| Supplied data |
::::
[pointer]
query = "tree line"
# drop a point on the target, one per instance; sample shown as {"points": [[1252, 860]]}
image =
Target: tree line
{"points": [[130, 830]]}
::::
| Task to carry out |
Once the listing above has been read, restate it exactly.

| Output of the exercise |
[pointer]
query = "tree line"
# drop a point on the target, one per instance; sample shown as {"points": [[1252, 860]]}
image =
Target: tree line
{"points": [[130, 830]]}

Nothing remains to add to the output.